━━━ Recorded information ━━━
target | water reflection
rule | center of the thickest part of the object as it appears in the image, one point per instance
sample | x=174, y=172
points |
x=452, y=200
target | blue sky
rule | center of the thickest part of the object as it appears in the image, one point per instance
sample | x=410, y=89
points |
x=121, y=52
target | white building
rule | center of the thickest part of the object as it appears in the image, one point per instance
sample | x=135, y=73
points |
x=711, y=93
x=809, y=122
━━━
§ **Problem statement**
Reproduce all of the entries above verbatim, keeping every line unchanged.

§ **Complete response**
target | water reflection
rule | center of the thickest part of the object as it appears in the image, one point per instance
sample | x=174, y=172
points |
x=452, y=200
target | blue sky
rule | center of the thickest part of the object as it appears in the image, one point per instance
sample | x=410, y=89
points |
x=121, y=52
target | white building
rule | center of the thickest part of the object as it appears in the image, one point per instance
sample | x=135, y=73
points |
x=711, y=93
x=809, y=122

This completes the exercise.